À faire:
1. Résumez en deux phrases le texte consacré au groupe Sanctuary.
2. Poursuivez le texte consacré au groupe Sanctuary après sa dernière phrase.

Dans l’univers des groupes qui ont marqué de leur empreinte la fin des années 80 mais dont le soleil s’est soudain obscurci pour ne plus briller du tout pendant près de deux décennies, Sanctuary apparaît comme une formation miraculée. Né en 1985 à Seattle sous l’impulsion du chanteur Warrel Dane et du bassiste Jim Sheppard, le groupe sortit coup sur coup les deux albums Refuge Denied et Into The Mirror Black, deux opus qui se sont distingués par un thrash metal complexe, insaisissable (pour l’époque), teinté de heavy et de power metal. Splitté en 1991 pour cause de conflits internes, Sanctuary a aussi vu sa route barrée par l’avènement local d’un autre genre musical qui allait rafler toutes les mises. Pris au dépourvu lorsque la bise du grunge fut venue, les deux musiciens formèrent avec un certain Jeff Loomis le groupe Nevermore. Dix-huit ans après leur séparation, Dane et Sheppard ont décidé, avec le concours de leurs anciens collègues, de ressusciter cette vieille relique qu’est Sanctuary, conforté par la déroute de Nevermore un an plus tard.
L’œuvre de Sanctuary se mesure désormais à trois albums et trois identités propres, tant le groupe s’est renouvelé, abandonnant le thrash juvénile de Refuge Denied pour une musique progressive et foncièrement noire, que l’on peut relier d’une part à Seattle, ville d’origine du groupe, pluvieuse, nuageuse, cernée par les eaux du lac Washington et les montagnes, à portée de tir de l’Alaska, et d’autre part à l’âme tourmentée de son chanteur et parolier, qui a notamment connu ces dernières années quelques moments difficiles comme la dépression, l’alcoolisme, le diabète et le divorce avec son ami Jeff Loomis (qui faisait originellement partie de cette reformation, mais qu’il a simultanément abandonné en quittant Nevermore). L’atmosphère sombre se rapproche justement de la quasi dépression hivernale qui habitait Into The Mirror Black, bien qu’en l’occurrence la composition du groupe ait encore mûri.

Données fournies:
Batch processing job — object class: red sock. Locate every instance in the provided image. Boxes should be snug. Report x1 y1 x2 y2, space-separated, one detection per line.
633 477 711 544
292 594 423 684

Les réponses:
1. Fondé en 1985 à Seattle par Warrel Dane et Jim Sheppard, Sanctuary a sorti deux albums de thrash metal complexe avant de se séparer en 1991 à cause de conflits internes, et ses deux fondateurs ont ensuite formé Nevermore avec Jeff Loomis. Dix-huit ans plus tard, Dane et Sheppard ont ressuscité le groupe, dont l'œuvre compte désormais trois albums, passant du thrash de Refuge Denied à une musique progressive et sombre liée à Seattle et à l'âme tourmentée de son chanteur.

2.
Une évolution globale qui tient d’abord à l’évolution du chant de Dane qui jadis se rapprochait des timbres aigus croisés de Rob Halford (Judas Priest) et King Diamond sur Refuge Denied, et se retrouve désormais plus complet, plus rauque, plus rocailleux et plus maîtrisé grâce aux années Nevermore. Cette variation dans le larynx cumulée à des effets d’enregistrement tourne même à la schizophrénie vocale quand le frontman donne l’illusion d’interpréter différents rôles, comme en introduisant « Exitium (Anthem Of The Living) » sur un monologue prophétique d’une voix irradiée, passée sous électrolyse. Excellant dans une posture d’écorché vif, il délivre une voix ventrale suscitant un frisson exacerbé qui parcoure le corps, et dicte le tempo pesant de cet album baignant dans les prophéties eschatologiques – celles traitant de la fin du monde – un parfum aux saveurs d’Armageddon et de Désespoir qu’on hume à la contemplation de l’artwork signé Travis Smith et au travers d’une ambiance taciturne qui enveloppe dès les premières mesures du hit heavy « Arise And Purify ».
La musique se tend de manière croissante pour aboutir à un cœur d’album à fleur de peau dans lequel Dane, sous le prisme de l’Apocalypse, affronte ses démons, comme dans le glaçant mais non moins puissant « Frozen », ou le long des complaintes acoustiques « One Final Day (Sworn To Believe) » et « I Am Low », ce dernier formant une symbiose entre le folk d’Anathema et une power-ballad dans la veine de Metallica (« Nothing Else Matters »). La dimension onirique et dépressive n’est jamais rompue, même lorsque le tempo s’accélère. Si d’aventure la fin du monde ne survenait pas de manière imminente telle que prédite au sein du morceau éponyme « The Year The Sun Died » qui clôture le disque et agrémenté de froids arpèges, alors on pourra peut-être escompter un autre album, au moins de cette même trempe, si possible avant que sonne le glas du prochain quart de siècle.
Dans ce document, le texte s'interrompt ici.